→ What is being asked: Nothing but an exact reprint of the records is to be returned.

Data records:

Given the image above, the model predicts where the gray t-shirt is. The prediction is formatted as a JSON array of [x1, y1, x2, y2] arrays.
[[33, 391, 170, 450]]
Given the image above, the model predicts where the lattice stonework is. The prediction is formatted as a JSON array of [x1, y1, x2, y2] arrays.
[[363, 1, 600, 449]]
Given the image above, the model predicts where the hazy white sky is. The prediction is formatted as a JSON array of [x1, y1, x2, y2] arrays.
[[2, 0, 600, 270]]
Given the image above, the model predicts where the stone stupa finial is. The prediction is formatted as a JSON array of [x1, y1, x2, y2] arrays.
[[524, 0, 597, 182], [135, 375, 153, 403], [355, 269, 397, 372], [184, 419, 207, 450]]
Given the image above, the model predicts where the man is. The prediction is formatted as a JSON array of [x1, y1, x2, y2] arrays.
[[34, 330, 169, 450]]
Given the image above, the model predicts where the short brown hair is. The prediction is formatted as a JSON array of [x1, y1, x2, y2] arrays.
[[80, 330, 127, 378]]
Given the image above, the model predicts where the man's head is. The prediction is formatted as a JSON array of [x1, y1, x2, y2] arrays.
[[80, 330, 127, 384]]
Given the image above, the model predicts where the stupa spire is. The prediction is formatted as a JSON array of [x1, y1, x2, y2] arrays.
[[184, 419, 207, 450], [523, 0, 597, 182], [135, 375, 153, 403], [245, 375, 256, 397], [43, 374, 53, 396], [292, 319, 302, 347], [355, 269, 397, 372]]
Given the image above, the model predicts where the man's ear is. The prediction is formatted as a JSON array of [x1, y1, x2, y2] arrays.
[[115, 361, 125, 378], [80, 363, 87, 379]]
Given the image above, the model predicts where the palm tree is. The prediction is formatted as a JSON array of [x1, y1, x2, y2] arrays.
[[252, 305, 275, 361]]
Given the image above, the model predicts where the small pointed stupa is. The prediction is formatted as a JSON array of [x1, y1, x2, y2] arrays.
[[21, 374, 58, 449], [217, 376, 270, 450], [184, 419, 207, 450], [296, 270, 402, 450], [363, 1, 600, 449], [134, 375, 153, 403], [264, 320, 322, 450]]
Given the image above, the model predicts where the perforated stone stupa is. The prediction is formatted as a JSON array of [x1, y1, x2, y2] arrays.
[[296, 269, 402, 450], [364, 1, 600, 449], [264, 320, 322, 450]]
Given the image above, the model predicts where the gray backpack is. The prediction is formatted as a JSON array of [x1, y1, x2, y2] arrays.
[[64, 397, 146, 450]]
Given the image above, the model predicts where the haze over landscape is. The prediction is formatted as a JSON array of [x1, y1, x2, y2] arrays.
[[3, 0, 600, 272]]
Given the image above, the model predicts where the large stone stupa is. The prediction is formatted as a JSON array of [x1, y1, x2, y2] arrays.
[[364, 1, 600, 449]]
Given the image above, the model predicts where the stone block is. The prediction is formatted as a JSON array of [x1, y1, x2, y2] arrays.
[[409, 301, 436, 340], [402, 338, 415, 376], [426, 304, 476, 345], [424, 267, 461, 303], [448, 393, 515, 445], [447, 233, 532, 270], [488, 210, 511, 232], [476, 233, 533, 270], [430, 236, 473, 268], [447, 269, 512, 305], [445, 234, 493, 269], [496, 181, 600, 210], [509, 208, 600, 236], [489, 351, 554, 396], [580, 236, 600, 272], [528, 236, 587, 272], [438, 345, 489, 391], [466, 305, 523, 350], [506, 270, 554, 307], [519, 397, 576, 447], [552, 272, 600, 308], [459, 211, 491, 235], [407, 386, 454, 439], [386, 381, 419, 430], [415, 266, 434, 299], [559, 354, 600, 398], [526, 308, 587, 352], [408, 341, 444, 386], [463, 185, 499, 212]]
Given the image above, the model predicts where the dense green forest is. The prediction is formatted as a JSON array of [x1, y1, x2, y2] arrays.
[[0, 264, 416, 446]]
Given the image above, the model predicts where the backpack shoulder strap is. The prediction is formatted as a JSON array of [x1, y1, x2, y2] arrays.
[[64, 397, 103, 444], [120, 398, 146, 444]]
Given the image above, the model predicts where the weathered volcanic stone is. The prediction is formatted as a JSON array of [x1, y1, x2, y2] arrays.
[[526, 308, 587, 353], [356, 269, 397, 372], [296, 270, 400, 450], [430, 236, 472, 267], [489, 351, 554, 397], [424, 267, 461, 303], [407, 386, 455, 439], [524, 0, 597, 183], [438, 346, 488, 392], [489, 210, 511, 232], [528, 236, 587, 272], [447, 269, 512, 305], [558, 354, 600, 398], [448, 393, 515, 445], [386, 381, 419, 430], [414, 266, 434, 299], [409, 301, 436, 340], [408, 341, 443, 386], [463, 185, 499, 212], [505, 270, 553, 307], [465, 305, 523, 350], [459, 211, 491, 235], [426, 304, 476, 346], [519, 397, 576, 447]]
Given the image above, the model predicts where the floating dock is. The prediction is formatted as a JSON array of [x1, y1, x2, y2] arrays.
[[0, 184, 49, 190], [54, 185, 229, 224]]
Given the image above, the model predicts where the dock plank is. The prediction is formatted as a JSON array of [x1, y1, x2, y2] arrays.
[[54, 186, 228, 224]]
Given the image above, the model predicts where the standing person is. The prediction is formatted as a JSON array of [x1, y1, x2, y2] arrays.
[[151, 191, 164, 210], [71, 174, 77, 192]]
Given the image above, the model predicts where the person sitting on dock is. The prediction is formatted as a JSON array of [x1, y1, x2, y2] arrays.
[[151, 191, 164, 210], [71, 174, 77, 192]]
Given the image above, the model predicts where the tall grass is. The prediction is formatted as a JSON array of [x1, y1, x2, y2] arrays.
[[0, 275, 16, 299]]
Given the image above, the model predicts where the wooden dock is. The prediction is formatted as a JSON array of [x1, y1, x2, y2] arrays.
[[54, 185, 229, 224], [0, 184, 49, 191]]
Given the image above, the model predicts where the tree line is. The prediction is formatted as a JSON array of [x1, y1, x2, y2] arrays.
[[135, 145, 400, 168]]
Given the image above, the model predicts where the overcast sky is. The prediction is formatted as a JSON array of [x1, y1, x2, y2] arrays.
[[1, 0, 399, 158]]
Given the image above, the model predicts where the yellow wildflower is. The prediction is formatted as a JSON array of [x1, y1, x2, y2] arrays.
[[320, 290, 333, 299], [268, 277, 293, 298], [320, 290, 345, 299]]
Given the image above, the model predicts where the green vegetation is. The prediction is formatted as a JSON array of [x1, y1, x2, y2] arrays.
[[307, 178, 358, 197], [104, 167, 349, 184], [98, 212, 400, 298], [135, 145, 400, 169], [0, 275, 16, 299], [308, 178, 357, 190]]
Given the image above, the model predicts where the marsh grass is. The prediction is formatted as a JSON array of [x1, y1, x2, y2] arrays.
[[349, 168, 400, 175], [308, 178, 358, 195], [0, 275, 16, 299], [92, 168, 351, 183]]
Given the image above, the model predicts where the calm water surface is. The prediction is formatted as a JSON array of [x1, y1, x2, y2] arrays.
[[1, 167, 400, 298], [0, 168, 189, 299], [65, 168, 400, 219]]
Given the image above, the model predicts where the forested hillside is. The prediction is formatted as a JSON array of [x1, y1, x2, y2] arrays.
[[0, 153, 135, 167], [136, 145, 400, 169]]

→ Written response:
Given the image above, the model predicts where the gray t-shirt is. The prediction is formatted as a JSON array of [x1, y1, x2, y2] arrays.
[[33, 391, 170, 450]]
Given the image above, the model predicts where the lattice stonework is. The prediction is formatted as a JSON array of [x1, y1, x2, y2] arrays.
[[363, 1, 600, 449]]
Given the image above, the model predicts where the hazy white sky is. The prediction is formatted as a JSON array of [x1, y1, x2, y2] arrays.
[[2, 0, 600, 270]]
Given the image above, the model predicts where the stone stupa finial is. The prediction is formatted as a JSON array of [x1, y1, x2, y2] arrays.
[[524, 0, 597, 182], [135, 375, 153, 403], [355, 269, 397, 372], [184, 419, 207, 450]]
Given the image above, the model predicts where the man is. The prediction is formatted as a JSON array of [x1, y1, x2, y2] arrays.
[[34, 330, 169, 450]]
Given the image above, the model predicts where the short brown hair is. The prediction is formatted as a JSON array of [x1, y1, x2, y2] arrays.
[[80, 330, 127, 378]]
Given the image above, the model predicts where the man's head is. The prediction is formatted as a JSON array of [x1, y1, x2, y2] arrays.
[[80, 330, 127, 384]]
Given the image above, the model predicts where the stupa spire is. The prediction is formatted as a JSON array of [x1, y1, x2, y2] arrays.
[[184, 419, 207, 450], [523, 0, 597, 182], [135, 375, 153, 403], [245, 375, 256, 397], [43, 374, 53, 396], [292, 319, 302, 347], [355, 269, 397, 372]]
Given the image above, the model predicts where the man's ear is. The prediction is formatted as a JSON array of [x1, y1, x2, y2] arrays.
[[115, 361, 125, 378], [80, 363, 87, 379]]
Given the image above, the model predicts where the palm tree is. The prediction is formatted as a JSON array of [x1, y1, x2, y2] arrays.
[[252, 305, 275, 361]]
Given the image above, the model predicts where the small pointed stupa is. The prediction is formatted as a JSON array of [x1, y1, x2, y2] arrays.
[[21, 374, 58, 449], [217, 376, 270, 450], [184, 419, 207, 450], [296, 270, 402, 450], [363, 1, 600, 449], [134, 375, 153, 403], [264, 320, 322, 450]]
Given the image above, the model predicts where the perforated stone stupa is. The prediction is formatted as a JSON array of [x1, y1, x2, y2] arrays.
[[296, 269, 402, 450], [364, 1, 600, 449], [264, 320, 322, 450]]
Given the image above, the model predicts where the gray backpack is. The prediction is formatted as a JSON array of [x1, y1, x2, y2] arrays.
[[64, 397, 146, 450]]
Given the image above, the model predicts where the haze over landscape is. The prediction is formatted as a JSON array of [x1, y1, x2, y2] arrays.
[[3, 0, 600, 272]]
Given the image above, the model predicts where the large stone stupa is. The prediction is formatted as a JSON array of [x1, y1, x2, y2] arrays.
[[364, 1, 600, 449]]
Given the image above, the model predicts where the stone block is. The prediction is formatted as a JSON array of [x1, y1, x2, y2] arrays.
[[409, 301, 436, 340], [402, 338, 415, 376], [426, 304, 476, 345], [424, 267, 461, 303], [448, 393, 515, 445], [447, 233, 532, 270], [488, 210, 511, 232], [476, 233, 533, 270], [430, 236, 473, 268], [447, 269, 512, 305], [445, 234, 493, 269], [496, 181, 600, 210], [509, 208, 600, 236], [489, 351, 554, 396], [580, 236, 600, 272], [528, 236, 587, 272], [438, 345, 489, 391], [466, 305, 523, 350], [506, 270, 554, 307], [519, 397, 576, 447], [552, 272, 600, 308], [459, 211, 491, 235], [407, 386, 454, 439], [386, 381, 419, 430], [415, 266, 434, 299], [559, 354, 600, 398], [526, 308, 587, 352], [408, 341, 444, 386], [463, 185, 499, 212]]
Given the image above, the model predicts where the dense green forest is. The prediction is formatted as a JSON array of [x1, y1, x2, y2] arrays.
[[0, 264, 416, 446]]
Given the image above, the model predicts where the backpack shoulder strap is. The prediction is formatted as a JSON array of [x1, y1, x2, y2] arrays.
[[64, 397, 103, 444], [120, 398, 146, 444]]
Given the image above, the model predicts where the weathered volcanic stone is. The prediction is formatted as a JSON array of [x1, y1, x2, y2] arrays.
[[526, 308, 587, 353], [356, 269, 397, 372], [296, 270, 400, 450], [430, 236, 472, 267], [489, 351, 554, 397], [424, 267, 461, 303], [407, 386, 455, 439], [524, 0, 597, 183], [438, 346, 488, 392], [489, 210, 511, 232], [528, 236, 587, 272], [447, 269, 512, 305], [558, 354, 600, 398], [448, 393, 515, 445], [386, 381, 419, 430], [414, 266, 434, 299], [409, 301, 436, 340], [408, 341, 443, 386], [463, 185, 499, 212], [505, 270, 553, 307], [465, 305, 523, 350], [459, 211, 491, 235], [426, 304, 476, 346], [519, 397, 576, 447]]
Given the image above, the model predicts where the floating dock is. The prediction is formatted as a JSON array of [x1, y1, x2, y2] arrays.
[[0, 184, 49, 190], [54, 185, 229, 224]]
Given the image above, the model predicts where the dock plank is. The prediction is formatted as a JSON array of [x1, y1, x2, y2] arrays.
[[54, 186, 228, 224]]
Given the image above, the model predicts where the standing person is. The prediction is formatted as a JSON array of [x1, y1, x2, y2] arrays.
[[151, 191, 164, 210], [71, 174, 77, 192]]
Given the image above, the model predicts where the person sitting on dock is. The prediction is formatted as a JSON array of [x1, y1, x2, y2] arrays.
[[151, 191, 164, 210], [71, 174, 77, 192]]
Given the image above, the model predicts where the tall grass is. The prediction is formatted as a JSON array of [x1, y1, x2, y2] arrays.
[[0, 275, 16, 299]]
Given the image above, the model predicts where the wooden dock is. The prediction is formatted as a JSON array of [x1, y1, x2, y2] arrays.
[[54, 185, 229, 224], [0, 184, 49, 191]]
Given the image above, the model predicts where the tree line is. The prediction is formatted as a JSON array of [x1, y1, x2, y2] arrays.
[[135, 145, 400, 168]]
Given the image above, the model predicts where the overcast sky is. The prediction is formatted as a JSON array of [x1, y1, x2, y2] arrays.
[[1, 0, 399, 158]]
Given the image above, the model predicts where the yellow wildflower is. The prediction is formatted as a JSON array of [x1, y1, x2, y2] arrays.
[[320, 290, 333, 299], [268, 277, 293, 298], [320, 290, 345, 299]]
Given the image above, the model predicts where the green vegetation is. The prediction is formatted as a JSON array of [x1, y1, x2, y2] arrays.
[[307, 178, 358, 197], [104, 167, 349, 184], [98, 212, 400, 298], [135, 145, 400, 169], [0, 275, 16, 299], [308, 178, 357, 190]]
Given the image above, the model predicts where the marsh grass is. The prediction is formatted as a JSON array of [x1, y1, x2, y2] arrays.
[[349, 168, 400, 175], [308, 178, 358, 195], [0, 275, 16, 299], [92, 168, 351, 183]]
Given the image above, the model predicts where the calm water surface is. The prediction is formatted as a JSON array of [x1, y1, x2, y2] arrays.
[[1, 167, 400, 298], [0, 168, 189, 299], [65, 168, 400, 219]]
Given the image above, the model predicts where the forested hillside is. The prediction is formatted as a JSON array of [x1, y1, x2, y2] arrays.
[[0, 153, 135, 167], [136, 145, 400, 169]]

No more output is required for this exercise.